PROBLEM REQUIREMENTS ▸ Rescale all the items below by reproducing every line, requests included, with each bounding-box coordinate in the answers multiplied by 1.1 and rounded to the nearest whole number, halves rounding up. Omit the pictures from the output.

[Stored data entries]
⟨

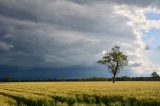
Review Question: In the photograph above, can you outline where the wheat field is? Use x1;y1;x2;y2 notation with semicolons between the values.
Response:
0;81;160;106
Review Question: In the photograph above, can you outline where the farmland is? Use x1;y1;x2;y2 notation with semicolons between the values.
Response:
0;81;160;106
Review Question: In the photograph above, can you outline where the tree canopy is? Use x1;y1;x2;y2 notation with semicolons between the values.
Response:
97;46;128;83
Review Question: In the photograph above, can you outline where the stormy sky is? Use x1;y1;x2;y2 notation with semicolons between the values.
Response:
0;0;160;79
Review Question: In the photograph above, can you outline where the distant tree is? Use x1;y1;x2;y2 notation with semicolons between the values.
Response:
97;46;128;83
151;72;159;80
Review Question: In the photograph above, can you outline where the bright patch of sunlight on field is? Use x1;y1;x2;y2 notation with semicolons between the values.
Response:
0;82;160;106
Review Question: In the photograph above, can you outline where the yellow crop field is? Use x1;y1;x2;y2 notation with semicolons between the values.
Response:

⟩

EXERCISE SOLUTION ▸
Review Question: In the photograph above, can you outline where the wheat field is? Use x1;y1;x2;y2 notation with semicolons between the values.
Response:
0;89;176;117
Review Question: In the photograph above, can you outline where the farmland is? Use x1;y1;x2;y2 notation with semicolons between the values.
Response:
0;89;176;117
Review Question: In the photograph above, can you outline where the tree canopy is? Use x1;y1;x2;y2 notation with semicolons between the values.
Response:
107;51;141;91
Review Question: In the photograph above, can you outline where the stormy sky is? Use x1;y1;x2;y2 notation with semicolons between the values.
Response:
0;0;176;87
Review Question: In the photograph above, can you outline where the distant tree is? Use x1;y1;x2;y2 notation with semicolons between the values.
Response:
107;51;141;91
166;79;175;88
Review Question: In the photograph above, can you outline where the bright patch of sunlight on field is? Use x1;y1;x2;y2 notation with semicolons between the values.
Response:
0;90;176;117
Review Question: In the photograph above, can you outline where the yellow crop field is? Use x1;y1;x2;y2 notation with semicolons between the values.
Response:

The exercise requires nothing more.